### Work to be completed
According to the forum thread about the Beretta 92 Compact L with rail, what two modifications did mag318 make to the pistol?

___ Text for analysis

# 92 Compact L w/rail



## mag318 (Apr 25, 2008)

I love the 92 series of Berettas and still prefer them to any of my polymer framed pistols. My compact L in Inox is my favorite of the bunch, easy to carry an insanely accurate. The only mods I did to it were installing a Elite hammer and adding the D spring. The double action pull was good right out of the box but now it is even better. As for the hammer I just like the way it looks. I own Sigs, Xds, Walthers and M&Ps, but I keep coming back to my 92 Compact and if I could only own 1 pistol in 9mm it would be this one.


----------



## grey-wolf (Jun 3, 2007)

Just wondering if it is made in the US or Italy?


----------



## mag318 (Apr 25, 2008)

Made in the US.


----------



## Shipwreck (Jan 26, 2006)

mag318 said:


> Made in the US.


Yep, all M9A1 frames are only USA made. As that is an M9A1 compact, it would have to be made in the USA


----------



## Z28roc (Mar 24, 2015)

That is a sweet looking Beretta. I have the same one. Have you found a good holster for it? I just ordered the Blackhawk serpa. Hope it fits.


----------



## Hardluck (Nov 2, 2011)

You've changed my plans for my next handgun. Great looking pistol.


----------



## mag318 (Apr 25, 2008)

Z28roc said:


> That is a sweet looking Beretta. I have the same one. Have you found a good holster for it? I just ordered the Blackhawk serpa. Hope it fits.


I've been using a STICKY IWB holster and it's very comfortable.


----------

______
___ Collected material

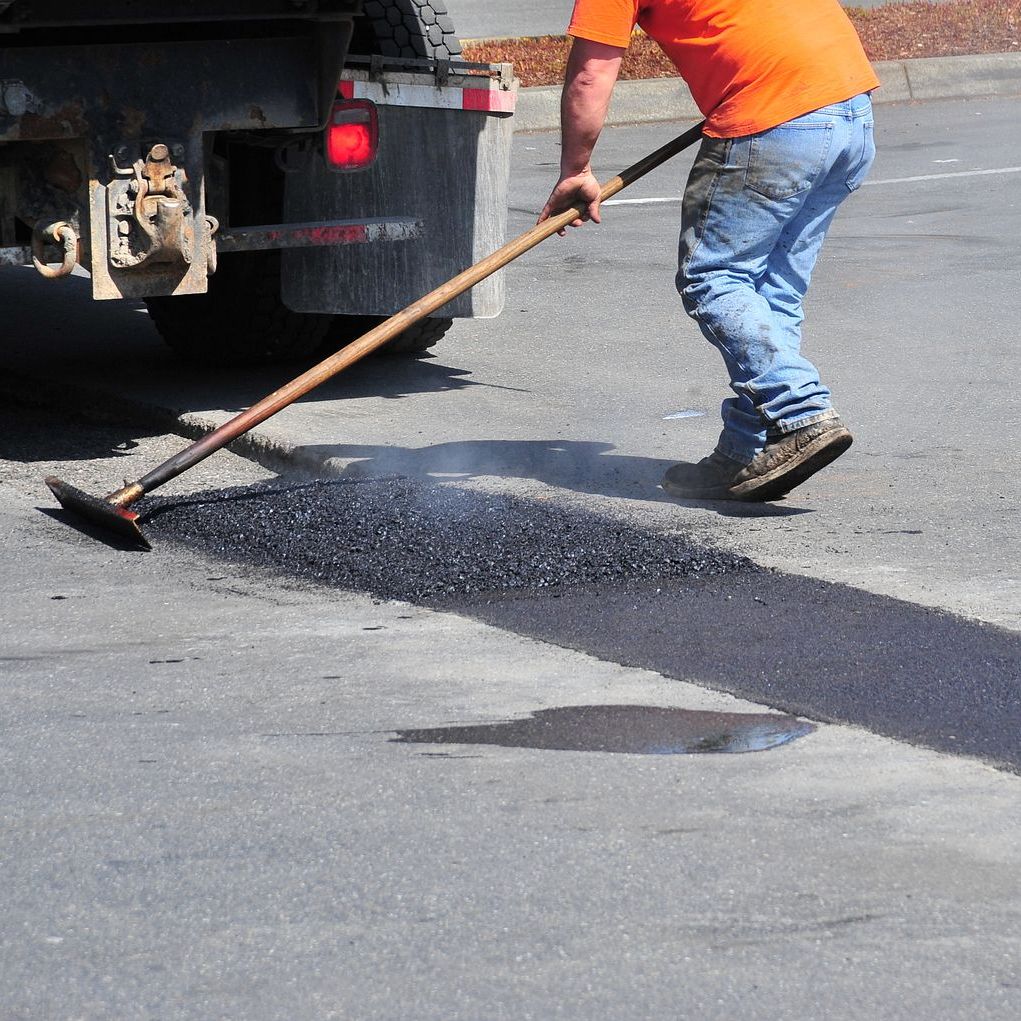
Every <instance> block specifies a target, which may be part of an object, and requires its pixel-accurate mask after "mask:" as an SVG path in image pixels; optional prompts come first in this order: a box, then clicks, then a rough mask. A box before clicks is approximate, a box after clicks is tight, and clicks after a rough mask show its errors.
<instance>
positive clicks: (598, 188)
mask: <svg viewBox="0 0 1021 1021" xmlns="http://www.w3.org/2000/svg"><path fill="white" fill-rule="evenodd" d="M599 191H600V186H599V182H598V181H596V180H595V175H594V174H592V172H591V171H585V172H584V173H583V174H573V175H571V176H570V177H566V178H561V180H560V181H557V182H556V187H555V188H554V189H553V190H552V191H551V192H550V193H549V198H548V199H546V204H545V205H544V206H543V207H542V212H540V213H539V220H538V223H540V224H541V223H542V222H543V221H544V220H549V217H550V216H555V215H556V214H557V213H558V212H566V211H567V210H568V209H570V208H571V206H573V205H582V206H584V207H585V211H584V213H583V214H582V215H580V216H579V217H578V218H577V220H573V221H571V224H570V226H571V227H581V225H582V224H584V223H585V221H586V220H591V221H592V223H593V224H598V223H599V222H600V221H599ZM556 233H557V234H560V236H561V237H562V238H563V237H564V235H565V234H567V231H565V230H560V231H557V232H556Z"/></svg>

______

### Solution for this problem
mag318 installed an Elite hammer and added the D spring.